> [Requirements]
Render every line of the listing below as a Markdown table with the columns Row and Content, numbering the rows in order and leaving out blank lines.

**** Information supplied

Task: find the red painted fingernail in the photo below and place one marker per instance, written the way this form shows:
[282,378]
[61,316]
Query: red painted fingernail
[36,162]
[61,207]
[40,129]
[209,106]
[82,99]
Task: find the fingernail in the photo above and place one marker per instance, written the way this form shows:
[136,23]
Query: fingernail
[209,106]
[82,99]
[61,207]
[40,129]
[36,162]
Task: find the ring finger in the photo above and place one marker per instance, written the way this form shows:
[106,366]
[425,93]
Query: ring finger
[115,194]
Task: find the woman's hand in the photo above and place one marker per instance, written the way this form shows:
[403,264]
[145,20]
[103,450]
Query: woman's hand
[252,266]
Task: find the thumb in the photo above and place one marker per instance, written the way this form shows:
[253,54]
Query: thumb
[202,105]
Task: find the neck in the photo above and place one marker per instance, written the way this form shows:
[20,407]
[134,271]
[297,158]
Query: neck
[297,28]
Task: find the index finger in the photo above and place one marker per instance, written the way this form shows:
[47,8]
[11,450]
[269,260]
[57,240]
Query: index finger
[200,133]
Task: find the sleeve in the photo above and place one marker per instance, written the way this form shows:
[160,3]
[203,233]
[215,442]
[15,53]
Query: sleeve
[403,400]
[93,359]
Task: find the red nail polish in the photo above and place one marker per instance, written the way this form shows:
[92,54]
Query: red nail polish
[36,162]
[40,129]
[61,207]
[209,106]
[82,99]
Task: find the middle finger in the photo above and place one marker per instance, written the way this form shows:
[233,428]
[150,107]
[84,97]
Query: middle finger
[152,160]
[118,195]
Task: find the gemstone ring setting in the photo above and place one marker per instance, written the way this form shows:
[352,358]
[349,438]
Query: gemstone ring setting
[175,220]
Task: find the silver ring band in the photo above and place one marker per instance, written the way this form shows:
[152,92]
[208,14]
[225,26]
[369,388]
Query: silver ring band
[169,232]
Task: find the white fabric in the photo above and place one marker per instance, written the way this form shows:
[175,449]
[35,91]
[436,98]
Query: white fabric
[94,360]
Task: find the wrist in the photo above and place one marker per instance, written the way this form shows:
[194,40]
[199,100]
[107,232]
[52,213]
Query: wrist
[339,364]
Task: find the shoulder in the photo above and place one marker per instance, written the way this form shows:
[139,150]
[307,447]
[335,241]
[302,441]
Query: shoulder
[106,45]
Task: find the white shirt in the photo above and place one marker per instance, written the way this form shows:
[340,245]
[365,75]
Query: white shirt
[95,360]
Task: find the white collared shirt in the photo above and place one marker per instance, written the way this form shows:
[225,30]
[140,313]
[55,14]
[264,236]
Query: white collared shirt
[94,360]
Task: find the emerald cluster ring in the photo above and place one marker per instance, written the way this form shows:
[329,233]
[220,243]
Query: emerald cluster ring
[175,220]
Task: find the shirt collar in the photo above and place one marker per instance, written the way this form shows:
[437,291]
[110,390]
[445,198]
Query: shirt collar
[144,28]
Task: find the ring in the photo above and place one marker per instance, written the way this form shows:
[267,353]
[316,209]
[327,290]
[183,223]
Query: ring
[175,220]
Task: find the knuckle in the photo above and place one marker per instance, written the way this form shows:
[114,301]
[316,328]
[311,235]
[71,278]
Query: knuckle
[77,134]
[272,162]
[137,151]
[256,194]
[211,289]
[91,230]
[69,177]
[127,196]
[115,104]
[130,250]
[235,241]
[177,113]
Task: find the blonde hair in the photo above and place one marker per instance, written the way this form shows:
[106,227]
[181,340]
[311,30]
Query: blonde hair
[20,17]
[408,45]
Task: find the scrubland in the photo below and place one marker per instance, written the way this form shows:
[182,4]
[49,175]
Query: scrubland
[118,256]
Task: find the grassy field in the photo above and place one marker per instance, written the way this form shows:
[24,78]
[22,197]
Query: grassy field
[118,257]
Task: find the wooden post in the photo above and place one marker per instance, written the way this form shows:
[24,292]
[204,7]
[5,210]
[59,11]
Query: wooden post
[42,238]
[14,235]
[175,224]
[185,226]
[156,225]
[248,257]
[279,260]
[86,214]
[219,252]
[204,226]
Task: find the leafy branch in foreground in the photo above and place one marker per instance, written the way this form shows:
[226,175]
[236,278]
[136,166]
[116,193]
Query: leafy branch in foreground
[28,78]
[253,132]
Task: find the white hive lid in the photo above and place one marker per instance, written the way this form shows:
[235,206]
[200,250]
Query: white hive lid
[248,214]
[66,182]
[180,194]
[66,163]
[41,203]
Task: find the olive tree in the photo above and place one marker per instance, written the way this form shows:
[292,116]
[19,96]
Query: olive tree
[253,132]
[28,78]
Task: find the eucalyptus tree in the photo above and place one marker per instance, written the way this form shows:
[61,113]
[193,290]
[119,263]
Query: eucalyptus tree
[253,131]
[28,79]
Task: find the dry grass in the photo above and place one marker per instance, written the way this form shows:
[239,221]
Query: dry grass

********

> [Solution to this task]
| Row | Content |
|---|---|
| 1 | Task: find the red painted fingernail in the photo below and place one marker per instance, written the way this form shows: |
| 2 | [282,378] |
| 3 | [61,316] |
| 4 | Query: red painted fingernail |
| 5 | [36,162] |
| 6 | [61,207] |
| 7 | [40,129] |
| 8 | [209,106] |
| 9 | [82,99] |
| 10 | Task: find the fingernail in the photo above and place one marker per instance, written the way this form shows: |
| 11 | [136,23] |
| 12 | Query: fingernail |
| 13 | [209,106] |
| 14 | [82,99] |
| 15 | [61,207] |
| 16 | [40,129] |
| 17 | [36,162] |
| 18 | Task: find the ring finger in the photo above and place one marker per instance, written the way this form shows: |
| 19 | [106,366] |
| 20 | [425,93] |
| 21 | Query: ring finger |
| 22 | [115,194] |
| 23 | Task: find the woman's hand in the photo above and place one marker per instance, written the way this form shows: |
| 24 | [403,264] |
| 25 | [145,20] |
| 26 | [103,450] |
| 27 | Query: woman's hand |
| 28 | [252,266] |
| 29 | Task: find the thumb in the photo above and place one marker per instance, written the way this form shows: |
| 30 | [253,54] |
| 31 | Query: thumb |
| 32 | [202,105] |
| 33 | Task: find the neck in the photo above and place one marker per instance, written the way this form shows: |
| 34 | [20,407] |
| 35 | [134,271] |
| 36 | [297,158] |
| 37 | Query: neck |
| 38 | [297,28] |
| 39 | Task: find the index finger in the photo above and place one marker per instance, written the way this form shows: |
| 40 | [47,8] |
| 41 | [11,450] |
| 42 | [269,260] |
| 43 | [57,240] |
| 44 | Query: index finger |
| 45 | [200,133] |
| 46 | Task: find the sleeve in the photo above and place one marker per instance, written the way this form shows: |
| 47 | [160,3] |
| 48 | [203,233] |
| 49 | [215,442] |
| 50 | [15,53] |
| 51 | Query: sleeve |
| 52 | [403,400] |
| 53 | [93,359] |
| 54 | Task: find the red nail polish in the photo above and place one marker per instance, written the way this form shows: |
| 55 | [92,54] |
| 56 | Query: red nail polish |
| 57 | [36,162] |
| 58 | [40,129] |
| 59 | [61,207] |
| 60 | [209,106] |
| 61 | [82,99] |
| 62 | Task: find the middle finger in the photo above and place one marker per instance, written the way this form shows: |
| 63 | [233,428] |
| 64 | [150,107] |
| 65 | [84,97] |
| 66 | Query: middle finger |
| 67 | [152,160] |
| 68 | [118,195] |
| 69 | Task: find the gemstone ring setting in the photo above and place one marker per instance, written the way this form shows: |
| 70 | [352,358] |
| 71 | [349,438] |
| 72 | Query: gemstone ring setting |
| 73 | [175,220] |
| 74 | Task: find the silver ring band in the photo above and place one marker per instance, written the way this form shows: |
| 75 | [152,92] |
| 76 | [208,14] |
| 77 | [225,26] |
| 78 | [369,388] |
| 79 | Query: silver ring band |
| 80 | [169,232] |
| 81 | Task: find the white fabric in the photo above and place one marker per instance, written the way this form shows: |
| 82 | [175,449] |
| 83 | [35,91] |
| 84 | [436,98] |
| 85 | Query: white fabric |
| 86 | [94,360] |
| 87 | Task: find the wrist in the photo above and place one marker per instance, written the way this form shows: |
| 88 | [194,40] |
| 89 | [199,100] |
| 90 | [107,232] |
| 91 | [52,213] |
| 92 | Query: wrist |
| 93 | [339,364] |
| 94 | Task: find the shoulder in the photo above and place one marker per instance, written the way this form shows: |
| 95 | [139,150] |
| 96 | [307,447] |
| 97 | [335,241] |
| 98 | [302,441] |
| 99 | Query: shoulder |
| 100 | [106,45] |
| 101 | Task: find the white shirt in the photo above and place one marker per instance, written the way this form shows: |
| 102 | [340,245] |
| 103 | [365,75] |
| 104 | Query: white shirt |
| 105 | [95,360] |
| 106 | Task: find the white collared shirt in the photo above and place one marker per instance, written the way this form shows: |
| 107 | [225,30] |
| 108 | [140,313] |
| 109 | [55,14] |
| 110 | [264,236] |
| 111 | Query: white collared shirt |
| 112 | [94,360] |
| 113 | Task: find the emerald cluster ring in the photo above and place one marker per instance, written the way this form shows: |
| 114 | [329,233] |
| 115 | [220,243] |
| 116 | Query: emerald cluster ring |
| 117 | [175,220] |
| 118 | Task: find the shirt collar in the photo above and place one marker per instance, written the way this form shows: |
| 119 | [437,291] |
| 120 | [110,390] |
| 121 | [445,198] |
| 122 | Query: shirt collar |
| 123 | [144,28] |
| 124 | Task: find the ring in the photo above and place one marker per instance, written the way this form shows: |
| 125 | [267,353] |
| 126 | [316,209] |
| 127 | [327,290] |
| 128 | [183,223] |
| 129 | Query: ring |
| 130 | [175,220] |
| 131 | Task: find the knuckle in the photo above and place one marker per instance, written the way this form shows: |
| 132 | [114,301] |
| 133 | [316,328] |
| 134 | [311,235] |
| 135 | [71,278] |
| 136 | Query: knuckle |
| 137 | [77,134] |
| 138 | [272,162] |
| 139 | [137,151] |
| 140 | [256,194] |
| 141 | [211,289] |
| 142 | [91,230] |
| 143 | [69,177] |
| 144 | [127,196] |
| 145 | [115,104] |
| 146 | [130,250] |
| 147 | [235,241] |
| 148 | [177,113] |
| 149 | Task: find the blonde hair in the photo above and place one marker per instance, written the way this form shows: |
| 150 | [106,227] |
| 151 | [181,340] |
| 152 | [311,30] |
| 153 | Query: blonde hair |
| 154 | [20,17] |
| 155 | [408,45] |
| 156 | Task: find the scrubland in the photo below and place one marker per instance, written the way this form shows: |
| 157 | [182,4] |
| 158 | [49,175] |
| 159 | Query: scrubland |
| 160 | [118,256] |
| 161 | Task: find the grassy field in the photo above and place one marker per instance, written the way this form shows: |
| 162 | [24,78] |
| 163 | [22,197] |
| 164 | Query: grassy field |
| 165 | [118,257] |
| 166 | Task: find the wooden post in the photo above and place one marker per instance, written the way this form shows: |
| 167 | [24,292] |
| 168 | [204,7] |
| 169 | [5,210] |
| 170 | [59,11] |
| 171 | Query: wooden post |
| 172 | [42,238] |
| 173 | [14,235] |
| 174 | [175,224] |
| 175 | [185,226] |
| 176 | [156,225] |
| 177 | [248,257] |
| 178 | [279,260] |
| 179 | [86,214] |
| 180 | [219,252] |
| 181 | [204,226] |
| 182 | Task: find the leafy branch in foreground in the photo above and place one marker per instance, written the way this form shows: |
| 183 | [226,175] |
| 184 | [236,278] |
| 185 | [136,166] |
| 186 | [116,193] |
| 187 | Query: leafy branch in foreground |
| 188 | [28,78] |
| 189 | [253,132] |
| 190 | Task: find the white hive lid in the photo above and place one marker per instance, written the way this form shows: |
| 191 | [235,206] |
| 192 | [200,250] |
| 193 | Query: white hive lid |
| 194 | [248,214] |
| 195 | [66,182] |
| 196 | [180,194] |
| 197 | [66,163] |
| 198 | [41,203] |
| 199 | Task: find the olive tree in the photo above and place one marker per instance, written the way this form shows: |
| 200 | [292,116] |
| 201 | [19,96] |
| 202 | Query: olive tree |
| 203 | [253,132] |
| 204 | [28,78] |
| 205 | Task: find the eucalyptus tree in the photo above and place one marker per instance, written the way this form shows: |
| 206 | [61,113] |
| 207 | [193,290] |
| 208 | [119,263] |
| 209 | Query: eucalyptus tree |
| 210 | [253,131] |
| 211 | [28,79] |
| 212 | Task: find the dry grass in the photo above and place one marker per instance, written the way this form shows: |
| 213 | [239,221] |
| 214 | Query: dry grass |